Start of Block
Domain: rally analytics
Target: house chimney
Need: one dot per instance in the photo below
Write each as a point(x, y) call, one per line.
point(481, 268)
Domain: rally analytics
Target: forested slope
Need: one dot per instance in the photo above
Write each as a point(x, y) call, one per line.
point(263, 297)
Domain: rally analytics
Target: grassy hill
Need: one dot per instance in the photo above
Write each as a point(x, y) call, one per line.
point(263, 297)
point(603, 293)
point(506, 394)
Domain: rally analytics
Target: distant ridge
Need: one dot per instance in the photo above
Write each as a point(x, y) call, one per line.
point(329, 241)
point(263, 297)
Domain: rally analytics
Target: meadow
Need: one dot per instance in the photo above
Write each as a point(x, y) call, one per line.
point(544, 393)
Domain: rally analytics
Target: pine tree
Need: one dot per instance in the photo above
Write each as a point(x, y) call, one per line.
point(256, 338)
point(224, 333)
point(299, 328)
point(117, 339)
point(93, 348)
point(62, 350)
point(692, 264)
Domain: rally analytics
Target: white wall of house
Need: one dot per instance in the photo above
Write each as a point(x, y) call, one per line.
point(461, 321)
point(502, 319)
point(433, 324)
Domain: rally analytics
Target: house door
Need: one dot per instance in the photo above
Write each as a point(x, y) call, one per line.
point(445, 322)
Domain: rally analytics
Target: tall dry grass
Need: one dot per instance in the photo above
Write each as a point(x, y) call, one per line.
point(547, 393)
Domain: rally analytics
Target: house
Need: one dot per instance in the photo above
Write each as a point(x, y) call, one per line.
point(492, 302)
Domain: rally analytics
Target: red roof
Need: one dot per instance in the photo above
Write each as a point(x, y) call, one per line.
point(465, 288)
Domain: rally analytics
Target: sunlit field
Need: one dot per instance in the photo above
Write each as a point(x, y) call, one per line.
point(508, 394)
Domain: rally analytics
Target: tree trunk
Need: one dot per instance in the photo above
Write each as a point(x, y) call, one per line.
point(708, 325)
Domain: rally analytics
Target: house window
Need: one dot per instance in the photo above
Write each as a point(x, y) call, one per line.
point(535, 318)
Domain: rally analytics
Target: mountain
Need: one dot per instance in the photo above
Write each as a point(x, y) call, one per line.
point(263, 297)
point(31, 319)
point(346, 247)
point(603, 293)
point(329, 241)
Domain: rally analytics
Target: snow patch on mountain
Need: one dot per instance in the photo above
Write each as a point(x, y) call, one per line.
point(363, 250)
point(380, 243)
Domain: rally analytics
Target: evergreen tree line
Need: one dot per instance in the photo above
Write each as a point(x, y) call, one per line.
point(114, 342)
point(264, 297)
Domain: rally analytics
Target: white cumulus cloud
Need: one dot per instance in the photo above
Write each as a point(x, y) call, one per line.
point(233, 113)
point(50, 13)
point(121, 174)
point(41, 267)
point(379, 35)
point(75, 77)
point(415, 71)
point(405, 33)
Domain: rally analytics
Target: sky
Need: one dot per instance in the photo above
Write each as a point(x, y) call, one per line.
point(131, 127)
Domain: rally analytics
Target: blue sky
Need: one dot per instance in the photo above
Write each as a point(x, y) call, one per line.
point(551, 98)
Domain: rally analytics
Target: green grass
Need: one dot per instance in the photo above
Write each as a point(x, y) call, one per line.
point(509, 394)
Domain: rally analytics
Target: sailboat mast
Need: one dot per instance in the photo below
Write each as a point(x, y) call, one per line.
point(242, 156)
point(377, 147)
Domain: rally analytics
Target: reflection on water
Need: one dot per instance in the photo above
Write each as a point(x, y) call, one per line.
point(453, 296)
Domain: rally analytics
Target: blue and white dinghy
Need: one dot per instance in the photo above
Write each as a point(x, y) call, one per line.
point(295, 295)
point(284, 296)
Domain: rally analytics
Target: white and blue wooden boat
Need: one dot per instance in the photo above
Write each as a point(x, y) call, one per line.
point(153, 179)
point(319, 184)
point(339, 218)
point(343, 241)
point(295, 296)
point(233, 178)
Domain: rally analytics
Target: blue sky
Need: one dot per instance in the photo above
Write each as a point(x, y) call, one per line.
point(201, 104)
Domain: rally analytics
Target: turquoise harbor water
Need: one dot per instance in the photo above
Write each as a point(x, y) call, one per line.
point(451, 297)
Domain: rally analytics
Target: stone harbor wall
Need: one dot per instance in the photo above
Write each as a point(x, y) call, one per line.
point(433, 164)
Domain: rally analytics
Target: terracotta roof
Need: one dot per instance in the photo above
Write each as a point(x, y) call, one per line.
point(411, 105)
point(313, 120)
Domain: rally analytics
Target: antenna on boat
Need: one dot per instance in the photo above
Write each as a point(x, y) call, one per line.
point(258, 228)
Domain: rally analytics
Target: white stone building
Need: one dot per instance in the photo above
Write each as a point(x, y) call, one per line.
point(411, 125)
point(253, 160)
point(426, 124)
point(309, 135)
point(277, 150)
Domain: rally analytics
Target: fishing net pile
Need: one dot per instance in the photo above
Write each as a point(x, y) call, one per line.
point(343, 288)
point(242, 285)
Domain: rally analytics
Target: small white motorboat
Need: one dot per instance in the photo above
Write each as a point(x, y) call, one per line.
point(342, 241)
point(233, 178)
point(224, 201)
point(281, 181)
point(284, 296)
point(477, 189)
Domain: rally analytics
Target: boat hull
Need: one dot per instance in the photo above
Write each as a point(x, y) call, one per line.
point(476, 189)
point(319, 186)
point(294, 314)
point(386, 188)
End of Block
| WORK INSTRUCTION |
Give only the count of lines in this material that contain the string "wall".

| TASK ANSWER |
2